**Work request**
Would you please copy all of the data exactly, skipping the images?

**Supplied material**

Segment Open

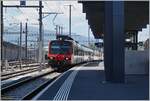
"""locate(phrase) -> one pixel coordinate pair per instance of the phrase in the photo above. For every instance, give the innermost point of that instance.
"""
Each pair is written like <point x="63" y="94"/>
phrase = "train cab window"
<point x="60" y="47"/>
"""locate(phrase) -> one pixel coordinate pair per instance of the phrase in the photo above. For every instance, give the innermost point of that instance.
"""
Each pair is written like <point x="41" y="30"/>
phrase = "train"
<point x="62" y="52"/>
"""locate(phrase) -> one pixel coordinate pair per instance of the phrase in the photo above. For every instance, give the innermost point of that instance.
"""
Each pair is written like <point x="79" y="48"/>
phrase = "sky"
<point x="79" y="22"/>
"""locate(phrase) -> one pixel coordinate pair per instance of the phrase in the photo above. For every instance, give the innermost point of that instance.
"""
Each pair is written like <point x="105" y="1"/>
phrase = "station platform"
<point x="86" y="82"/>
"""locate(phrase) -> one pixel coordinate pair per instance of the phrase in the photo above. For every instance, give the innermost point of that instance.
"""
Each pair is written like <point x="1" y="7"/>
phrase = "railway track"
<point x="27" y="88"/>
<point x="18" y="73"/>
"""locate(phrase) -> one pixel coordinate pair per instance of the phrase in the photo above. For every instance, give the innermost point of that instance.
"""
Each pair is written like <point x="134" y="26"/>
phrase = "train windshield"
<point x="60" y="47"/>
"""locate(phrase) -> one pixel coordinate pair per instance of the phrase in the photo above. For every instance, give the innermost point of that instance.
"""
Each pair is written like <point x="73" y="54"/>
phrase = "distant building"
<point x="146" y="44"/>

Segment Closed

**Output for this exercise**
"""locate(phrase) -> one pixel coordinate pair per instance of the phrase in the photo above. For every instance, give the innermost point of that instance.
"""
Each pair is written like <point x="63" y="94"/>
phrase = "train cab window"
<point x="60" y="47"/>
"""locate(phrase) -> one pixel coordinate pair per instance of the phrase in the photo above. For every instance, give the innermost point of that instance.
"""
Each pair is written like <point x="41" y="30"/>
phrase = "train"
<point x="62" y="52"/>
"""locate(phrase) -> one pixel coordinate pair per instance of the phrase in the photo above. For every instance, give the innermost point of that instance.
"""
Each pair is written like <point x="79" y="48"/>
phrase = "sky"
<point x="79" y="22"/>
"""locate(phrase) -> one pixel coordinate pair per instance of the phrase in the photo above. For every instance, give the innermost point of that instance.
"""
Each pair is written like <point x="105" y="1"/>
phrase = "station platform"
<point x="86" y="82"/>
"""locate(phrase) -> one pixel coordinate pair per instance of the phrase in the photo above. For every instance, give the innermost point of that instance.
"""
Each pair is written like <point x="1" y="7"/>
phrase = "railway track"
<point x="27" y="88"/>
<point x="18" y="73"/>
"""locate(phrase) -> one pixel coordinate pair per instance of the phrase in the photo above. For every instance, give the innermost point of that instance.
"""
Each pair is written like <point x="134" y="26"/>
phrase = "train windshield"
<point x="60" y="47"/>
"""locate(phrase) -> one pixel coordinate pair per instance of the phrase in the photo above. For every instance, give the innermost point of that instance.
"""
Each pair is written like <point x="73" y="54"/>
phrase = "distant building"
<point x="146" y="44"/>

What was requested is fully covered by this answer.